» Prompt
Write out each line below precisely, passing over the pictures.
(Information)
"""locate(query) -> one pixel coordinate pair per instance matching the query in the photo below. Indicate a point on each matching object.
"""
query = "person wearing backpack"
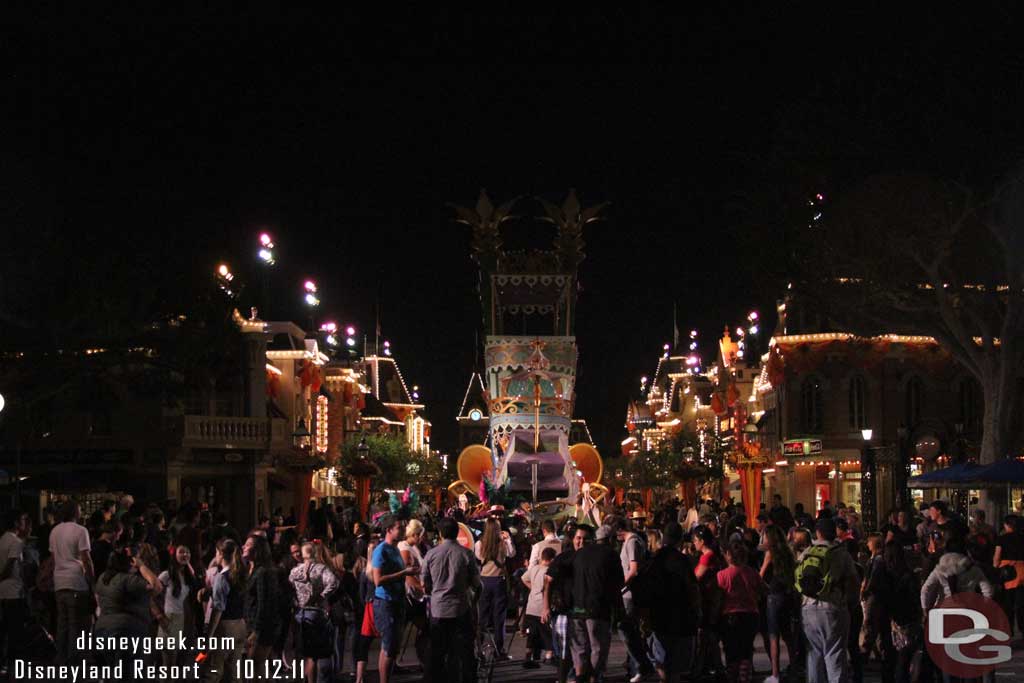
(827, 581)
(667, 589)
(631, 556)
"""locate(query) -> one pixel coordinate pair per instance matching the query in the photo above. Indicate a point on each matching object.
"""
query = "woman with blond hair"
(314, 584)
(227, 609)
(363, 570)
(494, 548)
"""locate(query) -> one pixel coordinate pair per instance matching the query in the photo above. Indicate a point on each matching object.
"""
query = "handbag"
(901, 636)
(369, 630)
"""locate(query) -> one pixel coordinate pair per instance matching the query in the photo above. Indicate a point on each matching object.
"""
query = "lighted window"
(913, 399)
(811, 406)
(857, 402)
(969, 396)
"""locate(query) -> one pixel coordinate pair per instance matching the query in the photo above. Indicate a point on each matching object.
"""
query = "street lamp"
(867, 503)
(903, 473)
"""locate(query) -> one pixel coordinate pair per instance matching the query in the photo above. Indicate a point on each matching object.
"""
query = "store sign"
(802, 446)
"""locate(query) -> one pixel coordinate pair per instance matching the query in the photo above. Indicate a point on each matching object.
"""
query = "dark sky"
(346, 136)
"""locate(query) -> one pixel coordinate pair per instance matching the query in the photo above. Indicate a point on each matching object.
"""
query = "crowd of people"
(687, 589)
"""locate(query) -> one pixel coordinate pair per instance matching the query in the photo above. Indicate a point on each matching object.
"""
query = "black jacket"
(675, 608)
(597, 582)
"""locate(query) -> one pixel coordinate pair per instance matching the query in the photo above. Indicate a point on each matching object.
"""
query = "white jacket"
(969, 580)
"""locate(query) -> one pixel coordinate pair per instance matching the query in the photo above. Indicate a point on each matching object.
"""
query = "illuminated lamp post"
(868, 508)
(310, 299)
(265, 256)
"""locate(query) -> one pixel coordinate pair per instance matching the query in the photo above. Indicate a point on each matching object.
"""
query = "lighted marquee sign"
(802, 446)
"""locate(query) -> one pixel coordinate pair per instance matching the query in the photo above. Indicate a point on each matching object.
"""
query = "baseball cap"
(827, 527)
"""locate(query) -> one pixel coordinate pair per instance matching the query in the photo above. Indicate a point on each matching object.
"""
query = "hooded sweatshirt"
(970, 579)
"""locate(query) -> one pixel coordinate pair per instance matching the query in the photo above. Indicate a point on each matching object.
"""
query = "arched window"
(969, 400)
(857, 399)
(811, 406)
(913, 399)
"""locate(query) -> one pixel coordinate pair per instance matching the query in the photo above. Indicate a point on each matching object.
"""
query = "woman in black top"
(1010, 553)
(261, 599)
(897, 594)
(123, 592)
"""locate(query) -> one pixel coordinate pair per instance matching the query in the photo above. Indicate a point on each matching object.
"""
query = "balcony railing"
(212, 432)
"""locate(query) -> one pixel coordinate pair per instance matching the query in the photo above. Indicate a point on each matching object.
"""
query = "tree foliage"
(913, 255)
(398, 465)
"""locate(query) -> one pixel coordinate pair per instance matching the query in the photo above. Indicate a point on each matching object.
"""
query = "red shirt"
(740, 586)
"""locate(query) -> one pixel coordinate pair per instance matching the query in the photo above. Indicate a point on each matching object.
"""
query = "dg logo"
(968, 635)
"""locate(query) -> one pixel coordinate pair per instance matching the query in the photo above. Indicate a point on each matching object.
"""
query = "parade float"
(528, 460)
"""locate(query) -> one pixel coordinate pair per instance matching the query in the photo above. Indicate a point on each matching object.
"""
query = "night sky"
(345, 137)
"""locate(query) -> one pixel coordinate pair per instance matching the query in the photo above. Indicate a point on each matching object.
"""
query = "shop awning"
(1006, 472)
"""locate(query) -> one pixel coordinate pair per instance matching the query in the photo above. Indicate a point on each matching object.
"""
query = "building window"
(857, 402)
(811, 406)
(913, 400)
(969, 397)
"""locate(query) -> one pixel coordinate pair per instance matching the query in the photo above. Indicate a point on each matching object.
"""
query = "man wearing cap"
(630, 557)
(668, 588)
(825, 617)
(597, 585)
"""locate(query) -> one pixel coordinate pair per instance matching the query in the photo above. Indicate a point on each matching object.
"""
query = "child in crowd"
(End Information)
» Solution for this task
"""locate(query) -> one pixel coordinate pair per instance matching the query in the photo below. Indicate a point on each matching object.
"""
query = "person wearing backpack"
(827, 581)
(667, 589)
(631, 556)
"""locate(query) -> one pixel coordinate pair per instance matching the query in the photo above. Indicate a point on each matching object.
"""
query = "woman with blond hair"
(314, 584)
(227, 609)
(363, 570)
(494, 548)
"""locate(query) -> one pixel coordinate pair per instance matching the query in the photo above. Indicate a point on each matching object.
"""
query = "handbag"
(901, 636)
(369, 630)
"""locate(query) -> one pixel coordinate pair per instance matching the query in the photo above. Indicate a point on each matching object.
"""
query = "lighted window"
(913, 399)
(811, 406)
(857, 402)
(969, 396)
"""locate(query) -> one pixel coordinate pair per instance matching the query in the photo above. Indicate a point on each matching object.
"""
query = "street lamp"
(867, 503)
(903, 473)
"""locate(query) -> one pixel coordinate pair per instance matching the query in the photo above. Indicate a point on each matching object.
"""
query = "store sign"
(802, 446)
"""locate(query) -> one pixel coordinate pair per instance matching the query in the photo above. Indicate a point on each matching object.
"""
query = "dark sky"
(346, 136)
"""locate(query) -> one pixel coordinate pair per instance matching the query in the photo above. Indicate a point on each matching object.
"""
query = "crowd of people"
(687, 589)
"""locate(query) -> one pixel coordinate pair per instance matching the query in the photo above. Indicate a point on each matching object.
"""
query = "black jacket"
(675, 608)
(597, 582)
"""locate(query) -> one pixel coordinate pair per instance matching the query in the photo above. Indicate a point on each matching object.
"""
query = "white jacket"
(969, 580)
"""locate(query) -> one pixel coordinate pair per instance matching the query in the photo above. Indicate a point on each matching object.
"""
query = "illuminated lamp post"
(868, 508)
(310, 299)
(265, 256)
"""locate(query) -> one pixel coordinate pair per instance matching the query in the photo above. Indicate a point on each matching object.
"""
query = "lighted marquee sign"
(802, 446)
"""locate(query) -> one pixel coordinate pair per instance matching the query in the photo above. Indicate a point on each matching object.
"""
query = "baseball cap"
(827, 527)
"""locate(query) -> one pixel coordinate pair per instance matching the query in the photo above. Indicate a point on each matching object.
"""
query = "hooded sweatshirt"
(970, 579)
"""locate(query) -> one pixel coordinate pair per instance matching the query in the photo above. Indicate a point on each matching object.
"""
query = "arched window"
(969, 400)
(857, 399)
(811, 406)
(913, 399)
"""locate(query) -> one pixel coordinate pair per instance matching the query in the photo above. Indicate a point on each matching object.
"""
query = "woman in black top"
(1010, 553)
(261, 599)
(897, 594)
(123, 592)
"""locate(query) -> one pixel coordinate pair per instance matching the query in the photo above. Indicate a point on each matching object.
"""
query = "balcony railing"
(212, 432)
"""locate(query) -> one pixel coordinate pair per instance matching the query in the photo above. Indicate a point on each matching object.
"""
query = "tree foliage"
(913, 255)
(398, 465)
"""locate(query) -> one pixel coordinate pair per instance matching the query in the photo above. Indicate a point on each matching object.
"""
query = "red shirt"
(740, 586)
"""locate(query) -> one pixel coordinate pair per instance matching the query in the photo above. Indicate a point on each matching object.
"""
query = "dg logo"
(968, 635)
"""locate(query) -> one pixel coordinate pair per instance matching the query in the photo above. Indicate a point on each matching object.
"""
query = "parade float"
(528, 460)
"""locate(query) -> one pixel coordinate pair per instance matching the query in the photo above. Indicate a point on each matching object.
"""
query = "night sky"
(345, 137)
"""locate(query) -> one pixel coordinate pair per instance matching the query in the photo above. Indicate a point on each matching object.
"""
query = "shop awning"
(1006, 472)
"""locate(query) -> one pixel coordinate pair per instance matching the query in the photo above. Indicate a point on each matching object.
"""
query = "building window"
(857, 402)
(811, 406)
(913, 400)
(969, 397)
"""locate(query) -> one pixel coordinate pair per instance matching the query in the photo above. Indicate a point on each matching object.
"""
query = "man wearing cap"
(630, 557)
(668, 588)
(825, 617)
(597, 585)
"""locate(query) -> one pixel coordinate pair per instance matching the query in the photo above. Indicate a point on each matching object.
"""
query = "child in crowd"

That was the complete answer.